=== Text ===

Mein lieber, braver Freund wird daran zu Grunde gehen, aber er mag sich beruhigen, seine treue Lebensgefährtin wird nicht ermangeln, ihn standesgemäß begraben zu lassen.

Standesgemäß! Es hängt ein Fluch an dem Begriff dieses Wortes! Wie oft kommt es vor, daß ein geachteter und tüchtiger Mann Schiffbruch leidet in seiner Stellung. Ein Officier wird pensionirt, er weiß nicht warum, ein Gutsbesitzer geht in Folge zu geringer Mittel und wiederholter schlechter Ernten zu Grunde, ein Beamter verliert, vielleicht eines zu freien Wortes wegen, seinen Dienst – sie Alle haben Weib und Kinder und möchten arbeiten und wirken, es findet sich auch da und dort die Gelegenheit dazu, aber sie dürfen nicht zugreifen, wollen sie nicht mit ihrer ganzen Vergangenheit und vor allen Dingen mit ihren ehemaligen Standesgenossen für immer brechen – es ist nicht standesgemäß!

Ganz dasselbe gilt vom weiblichen Geschlecht. Hast du wohl eine Ahnung, lieber Leser, welche bittere Armuth, welches Uebermaß von Entbehrungen, welche Noth und Sorge unter den Wittwen und Waisen ehemaliger Beamten herrscht, welche den Ihrigen nichts weiter hinterlassen haben, als eine kleine Wittwenpension, die kaum zulangt, die Wohnungsmiethe zu decken? Sie Alle sind, wollen sie nicht verhungern, auf ihrer Hände Arbeit angewieseen – und sie arbeiten auch, aber fragt mich nur nicht: wie? Heimlich, ganz heimlich, daß ja Niemand es merke, holen sie sich Handarbeit aus den Geschäften; heimlich, ganz heimlich tragen sie das Fertige wieder hin – Niemand soll und darf es wissen: „Registrators arbeiten für ein Geschäft,“ – denn das ist nicht standesgemäß! Lieber also hungert eine ganze Familie, als daß sie die Vorurtheile unserer tonangebenden Gesellschaft von sich wirft. Und nun gar dienen gehen! Das hieße sich ja geradezu wegwerfen. Und wie wird nun das heimlich und sauer verdiente Geld angewendet? Wird es zur Beschaffung kräftiger Nahrung verwendet? Gott bewahre! Man glaubt sich verpflichtet, standesgemäß, das heißt so modern wie möglich gekleidet zu gehen, und wirft Alles für schnöden Tand hin, um den Leuten Sand in die Augen zu streuen – und das ist doch nichts weiter, als glänzendes Bettelelend bei hungerigem Magen; aber es wird ertragen in dem Bewußtsein, daß man verpflichtet ist, nach außen hin seinem Stande nichts zu vergeben.

===

● Ziel A: Schreibe bitte die Datensätze von der Zeile mit „For every instance of the stroller in“ bis zur Zeile mit „pixel 86 66“, beide einschließlich, als JSON-Liste von Strings um. Jede Zeile wird ein String, Leerzeilen entfallen.

=== Datensätze ===

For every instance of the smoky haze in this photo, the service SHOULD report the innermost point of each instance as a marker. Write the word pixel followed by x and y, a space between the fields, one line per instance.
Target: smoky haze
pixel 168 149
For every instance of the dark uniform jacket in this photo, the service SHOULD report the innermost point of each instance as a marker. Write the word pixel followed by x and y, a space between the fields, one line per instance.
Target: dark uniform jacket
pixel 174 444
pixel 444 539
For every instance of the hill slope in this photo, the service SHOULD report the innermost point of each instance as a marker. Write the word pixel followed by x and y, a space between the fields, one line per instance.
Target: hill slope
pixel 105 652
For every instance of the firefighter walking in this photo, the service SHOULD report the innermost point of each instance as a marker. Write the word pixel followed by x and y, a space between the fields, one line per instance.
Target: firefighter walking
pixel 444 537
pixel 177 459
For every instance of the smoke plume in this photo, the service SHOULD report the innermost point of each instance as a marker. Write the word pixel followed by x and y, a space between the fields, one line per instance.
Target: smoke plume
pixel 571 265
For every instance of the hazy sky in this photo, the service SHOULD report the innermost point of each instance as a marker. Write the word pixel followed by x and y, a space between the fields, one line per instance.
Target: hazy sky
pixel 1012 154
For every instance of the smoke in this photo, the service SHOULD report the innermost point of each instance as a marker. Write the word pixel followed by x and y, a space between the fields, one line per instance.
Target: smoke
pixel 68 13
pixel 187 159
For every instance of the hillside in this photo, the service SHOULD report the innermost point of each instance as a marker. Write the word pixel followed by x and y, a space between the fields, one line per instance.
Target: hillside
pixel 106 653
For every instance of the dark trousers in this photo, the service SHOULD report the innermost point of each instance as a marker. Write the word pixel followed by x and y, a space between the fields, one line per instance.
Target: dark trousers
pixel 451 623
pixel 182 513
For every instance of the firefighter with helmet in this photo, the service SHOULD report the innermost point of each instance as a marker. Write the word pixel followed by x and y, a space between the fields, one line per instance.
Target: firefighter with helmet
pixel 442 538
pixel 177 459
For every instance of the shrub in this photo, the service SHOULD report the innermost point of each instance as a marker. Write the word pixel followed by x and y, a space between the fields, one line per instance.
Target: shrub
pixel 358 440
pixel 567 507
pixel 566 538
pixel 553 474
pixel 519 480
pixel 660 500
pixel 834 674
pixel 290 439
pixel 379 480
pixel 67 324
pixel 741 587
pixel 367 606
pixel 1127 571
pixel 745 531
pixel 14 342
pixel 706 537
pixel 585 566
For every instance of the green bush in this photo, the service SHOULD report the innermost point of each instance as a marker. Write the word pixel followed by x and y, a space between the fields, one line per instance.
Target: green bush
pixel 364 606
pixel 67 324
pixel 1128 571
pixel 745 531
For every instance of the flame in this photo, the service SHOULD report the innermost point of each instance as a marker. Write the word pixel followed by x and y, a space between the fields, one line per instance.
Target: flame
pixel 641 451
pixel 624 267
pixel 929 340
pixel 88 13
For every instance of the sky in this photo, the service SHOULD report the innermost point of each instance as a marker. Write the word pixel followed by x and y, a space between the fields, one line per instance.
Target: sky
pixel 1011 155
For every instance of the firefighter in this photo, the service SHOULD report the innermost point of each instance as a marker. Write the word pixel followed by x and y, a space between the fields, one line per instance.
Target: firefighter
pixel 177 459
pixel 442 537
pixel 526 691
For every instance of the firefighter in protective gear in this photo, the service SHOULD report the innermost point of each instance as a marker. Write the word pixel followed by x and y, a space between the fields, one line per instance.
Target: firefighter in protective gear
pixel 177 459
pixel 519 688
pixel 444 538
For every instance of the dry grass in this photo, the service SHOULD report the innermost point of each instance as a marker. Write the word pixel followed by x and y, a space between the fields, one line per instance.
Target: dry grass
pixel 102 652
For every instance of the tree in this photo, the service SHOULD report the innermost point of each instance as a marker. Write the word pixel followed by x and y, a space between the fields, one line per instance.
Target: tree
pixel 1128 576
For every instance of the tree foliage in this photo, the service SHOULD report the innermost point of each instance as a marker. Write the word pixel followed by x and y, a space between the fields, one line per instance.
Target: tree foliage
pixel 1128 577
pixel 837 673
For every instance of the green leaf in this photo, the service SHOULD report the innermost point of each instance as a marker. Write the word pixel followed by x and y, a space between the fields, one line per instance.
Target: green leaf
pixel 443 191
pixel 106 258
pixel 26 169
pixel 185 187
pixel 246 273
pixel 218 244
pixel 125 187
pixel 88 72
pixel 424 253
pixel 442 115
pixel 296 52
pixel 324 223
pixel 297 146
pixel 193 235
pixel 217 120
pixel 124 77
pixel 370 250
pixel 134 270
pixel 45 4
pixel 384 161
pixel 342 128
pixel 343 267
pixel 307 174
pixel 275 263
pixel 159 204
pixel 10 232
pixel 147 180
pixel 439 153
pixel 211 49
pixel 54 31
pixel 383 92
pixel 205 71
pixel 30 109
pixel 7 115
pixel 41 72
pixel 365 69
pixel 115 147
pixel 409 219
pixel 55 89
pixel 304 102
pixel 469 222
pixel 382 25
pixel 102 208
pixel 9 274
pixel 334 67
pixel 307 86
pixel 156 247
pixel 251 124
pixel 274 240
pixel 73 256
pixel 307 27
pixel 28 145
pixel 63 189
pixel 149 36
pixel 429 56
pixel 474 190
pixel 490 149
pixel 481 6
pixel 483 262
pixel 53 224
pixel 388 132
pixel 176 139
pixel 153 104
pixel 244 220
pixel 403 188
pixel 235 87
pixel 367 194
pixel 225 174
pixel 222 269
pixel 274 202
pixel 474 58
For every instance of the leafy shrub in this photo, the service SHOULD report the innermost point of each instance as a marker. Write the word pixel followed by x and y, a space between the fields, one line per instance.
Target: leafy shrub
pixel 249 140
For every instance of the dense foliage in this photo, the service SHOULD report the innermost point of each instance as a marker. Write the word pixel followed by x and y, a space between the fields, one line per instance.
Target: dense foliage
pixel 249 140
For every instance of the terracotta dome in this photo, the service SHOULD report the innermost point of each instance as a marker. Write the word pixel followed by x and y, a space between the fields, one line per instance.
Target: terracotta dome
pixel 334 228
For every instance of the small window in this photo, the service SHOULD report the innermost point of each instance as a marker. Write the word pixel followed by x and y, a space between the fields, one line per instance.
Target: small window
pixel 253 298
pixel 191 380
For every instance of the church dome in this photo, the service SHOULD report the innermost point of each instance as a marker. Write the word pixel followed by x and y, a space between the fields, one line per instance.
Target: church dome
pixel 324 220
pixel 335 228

===
=== Datensätze ===

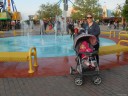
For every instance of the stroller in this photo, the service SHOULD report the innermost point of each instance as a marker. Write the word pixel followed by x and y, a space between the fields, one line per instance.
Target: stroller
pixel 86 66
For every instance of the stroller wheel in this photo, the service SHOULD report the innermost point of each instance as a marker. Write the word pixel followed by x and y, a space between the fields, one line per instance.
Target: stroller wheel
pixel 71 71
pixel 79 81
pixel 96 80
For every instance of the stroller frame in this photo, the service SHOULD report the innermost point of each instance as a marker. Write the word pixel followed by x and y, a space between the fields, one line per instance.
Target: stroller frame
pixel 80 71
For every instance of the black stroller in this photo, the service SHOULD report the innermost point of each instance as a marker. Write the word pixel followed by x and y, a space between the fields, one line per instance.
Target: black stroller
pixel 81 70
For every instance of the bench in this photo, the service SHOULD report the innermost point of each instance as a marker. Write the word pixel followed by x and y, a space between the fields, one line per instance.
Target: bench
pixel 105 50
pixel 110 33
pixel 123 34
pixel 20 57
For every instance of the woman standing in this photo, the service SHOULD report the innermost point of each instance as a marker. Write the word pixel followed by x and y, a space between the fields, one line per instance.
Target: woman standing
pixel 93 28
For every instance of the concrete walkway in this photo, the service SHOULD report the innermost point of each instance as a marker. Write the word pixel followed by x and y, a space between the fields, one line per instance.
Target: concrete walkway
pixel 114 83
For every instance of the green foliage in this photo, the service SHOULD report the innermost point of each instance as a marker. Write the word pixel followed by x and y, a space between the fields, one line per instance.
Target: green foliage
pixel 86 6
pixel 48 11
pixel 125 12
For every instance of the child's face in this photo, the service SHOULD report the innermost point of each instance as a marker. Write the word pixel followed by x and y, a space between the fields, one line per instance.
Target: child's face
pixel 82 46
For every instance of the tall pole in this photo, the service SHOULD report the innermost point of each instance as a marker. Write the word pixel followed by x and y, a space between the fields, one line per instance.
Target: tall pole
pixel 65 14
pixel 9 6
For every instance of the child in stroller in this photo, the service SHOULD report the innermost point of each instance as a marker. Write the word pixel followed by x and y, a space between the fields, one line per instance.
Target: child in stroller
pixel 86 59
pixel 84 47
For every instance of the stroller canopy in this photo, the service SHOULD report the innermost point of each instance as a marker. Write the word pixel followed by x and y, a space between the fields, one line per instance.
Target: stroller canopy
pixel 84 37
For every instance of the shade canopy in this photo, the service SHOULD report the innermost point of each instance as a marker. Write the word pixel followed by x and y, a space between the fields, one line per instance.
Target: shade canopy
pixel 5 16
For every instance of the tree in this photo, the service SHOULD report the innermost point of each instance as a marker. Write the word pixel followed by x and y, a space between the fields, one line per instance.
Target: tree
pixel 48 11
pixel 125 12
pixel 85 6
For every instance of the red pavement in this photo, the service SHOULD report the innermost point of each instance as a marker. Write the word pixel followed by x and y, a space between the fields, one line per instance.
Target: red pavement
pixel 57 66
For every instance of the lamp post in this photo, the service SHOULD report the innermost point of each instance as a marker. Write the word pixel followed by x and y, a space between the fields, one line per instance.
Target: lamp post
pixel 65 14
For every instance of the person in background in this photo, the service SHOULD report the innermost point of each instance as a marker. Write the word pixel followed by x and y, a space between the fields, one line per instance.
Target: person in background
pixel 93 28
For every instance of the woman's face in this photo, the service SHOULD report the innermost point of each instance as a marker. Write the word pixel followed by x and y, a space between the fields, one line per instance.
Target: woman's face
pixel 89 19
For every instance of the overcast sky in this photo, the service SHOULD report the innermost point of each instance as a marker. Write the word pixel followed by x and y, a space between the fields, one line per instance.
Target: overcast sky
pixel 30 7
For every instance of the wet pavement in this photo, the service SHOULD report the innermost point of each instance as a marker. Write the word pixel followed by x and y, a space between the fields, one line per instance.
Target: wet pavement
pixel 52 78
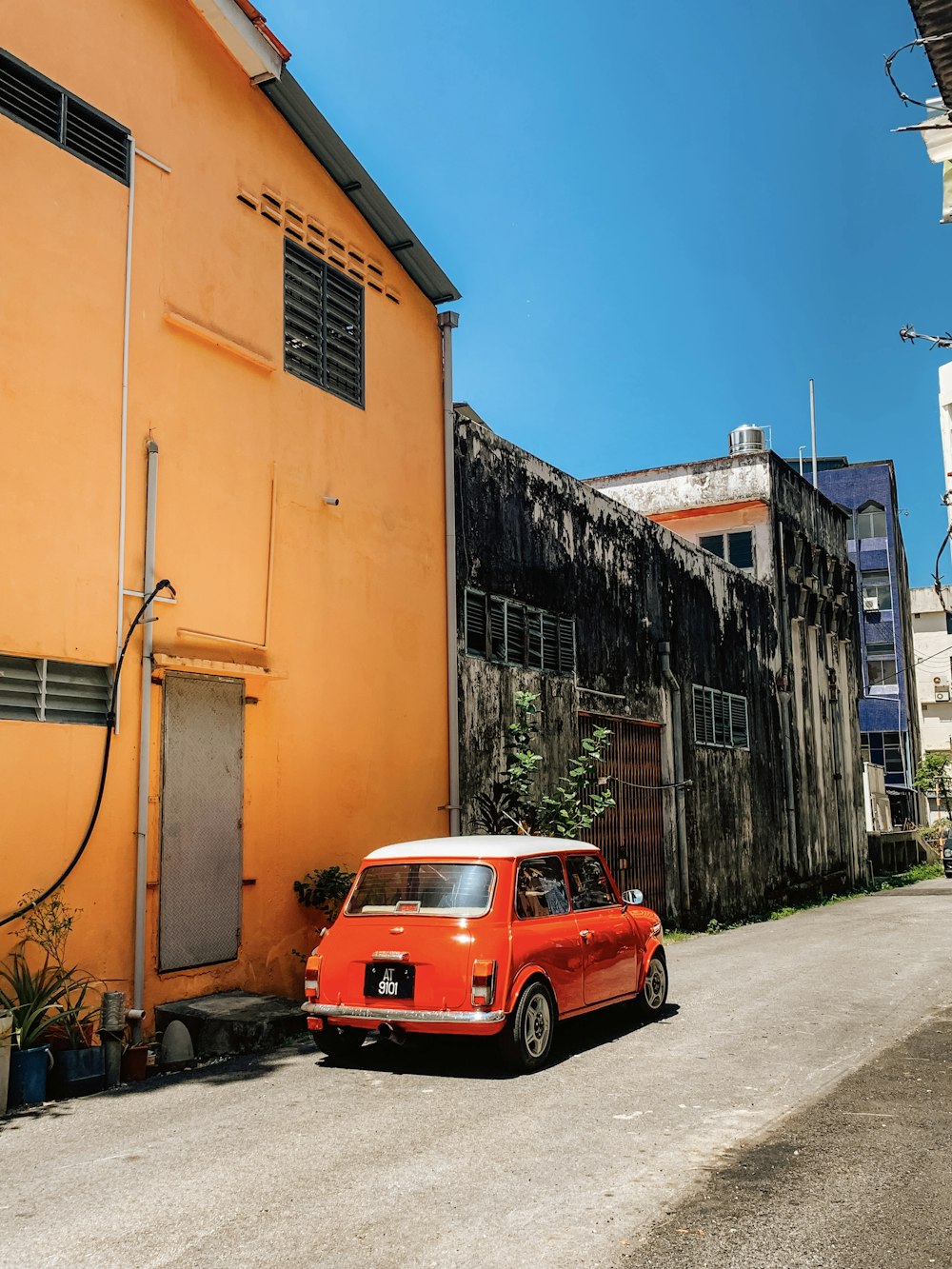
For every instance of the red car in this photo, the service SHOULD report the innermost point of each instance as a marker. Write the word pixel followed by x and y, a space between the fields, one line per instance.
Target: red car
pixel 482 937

===

● Ziel B:
Beantworte anhand des Textes über das Standesgemäße:
(i) Weshalb verliert ein Beamter laut Text vielleicht seinen Dienst?
(ii) Was hinterlassen die verstorbenen Beamten ihren Angehörigen?
(iii) Wofür wird das heimlich verdiente Geld statt für kräftige Nahrung verwendet?

● Vollständige Antwort A:
[
  "For every instance of the stroller in this photo, the service SHOULD report the innermost point of each instance as a marker. Write the word pixel followed by x and y, a space between the fields, one line per instance.",
  "Target: stroller",
  "pixel 86 66"
]

● Vollständige Antwort B:
(i) Eines zu freien Wortes wegen.
(ii) Nur eine kleine Witwenpension, die kaum die Wohnungsmiete deckt.
(iii) Für standesgemäße, also möglichst moderne Kleidung, für schnöden Tand.